Stored records:
%%
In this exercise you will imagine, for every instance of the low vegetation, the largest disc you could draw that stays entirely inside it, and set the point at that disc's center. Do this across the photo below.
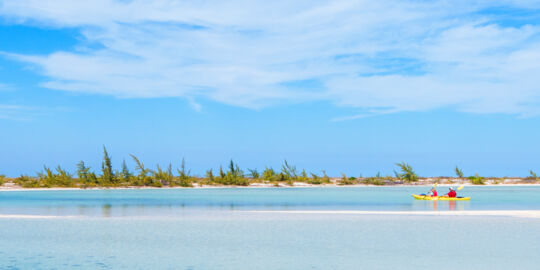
(477, 180)
(231, 175)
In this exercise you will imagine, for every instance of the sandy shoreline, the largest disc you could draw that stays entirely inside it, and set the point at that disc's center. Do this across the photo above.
(16, 188)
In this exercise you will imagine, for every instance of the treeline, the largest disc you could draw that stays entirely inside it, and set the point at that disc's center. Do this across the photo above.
(232, 175)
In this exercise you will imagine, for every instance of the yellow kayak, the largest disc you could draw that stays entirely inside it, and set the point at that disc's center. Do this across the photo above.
(440, 198)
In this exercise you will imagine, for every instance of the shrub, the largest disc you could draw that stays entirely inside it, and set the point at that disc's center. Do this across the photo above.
(377, 181)
(459, 172)
(477, 179)
(344, 180)
(407, 172)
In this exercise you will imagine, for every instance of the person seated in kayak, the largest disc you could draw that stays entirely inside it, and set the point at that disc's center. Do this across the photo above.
(452, 193)
(432, 192)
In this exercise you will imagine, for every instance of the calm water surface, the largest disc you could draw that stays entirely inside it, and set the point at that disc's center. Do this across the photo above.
(209, 229)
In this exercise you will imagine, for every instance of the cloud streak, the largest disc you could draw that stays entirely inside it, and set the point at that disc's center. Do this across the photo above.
(377, 56)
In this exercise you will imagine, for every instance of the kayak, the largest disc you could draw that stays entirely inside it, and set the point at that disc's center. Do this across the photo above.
%%
• WHAT YOU SHOULD DO:
Present every entry above as a numbered list, skipping any blank lines and leaving out the pictures.

• REPLY:
1. In this exercise you will imagine, for every instance of the low vegetation, the largest disc you could draw that stays entirely inside it, and set the point at that disc's center. Do this across the photo below.
2. (477, 180)
3. (231, 175)
4. In this exercise you will imagine, for every instance of the sandy shoreline, the largest disc you could draw that stays entirely inside it, and set the point at that disc's center. Do this across the photo above.
5. (16, 188)
6. In this exercise you will imagine, for every instance of the treeline, the largest disc you could draw that stays entirely inside it, and set the point at that disc's center. Do this across the photo above.
7. (232, 175)
8. In this exercise you will imagine, for every instance of the yellow kayak, the largest disc you could draw that stays entirely inside it, and set the point at that disc's center. Do this across the photo above.
9. (440, 198)
10. In this exercise you will imagine, for every instance of the shrub, the largest disc you could draw that stays entirely inside it, and set the point at that disc's center. Do this across the photo above.
11. (377, 181)
12. (459, 172)
13. (477, 179)
14. (344, 180)
15. (407, 172)
16. In this exercise you will imagine, for every instance of the person seated in kayak, the largest disc you could draw that stays entirely inside it, and set the point at that disc's center. Do this across the photo above.
17. (452, 193)
18. (432, 192)
19. In this exercise you will imagine, for every instance of the calm water surface, the largest disc you could draw that stays entirely inside it, and set the point at that disc's center. Do this across the photo above.
20. (209, 229)
21. In this exercise you will imagine, for every instance of the cloud streak, the largest disc you could draw that stays entirely inside it, and set the point at that disc's center. Do this across the photo above.
22. (377, 56)
23. In this exercise you will imagine, for every instance of the kayak, the largest disc you could draw that stays entirely inside it, and set the point at that disc's center. Do this across the photo above.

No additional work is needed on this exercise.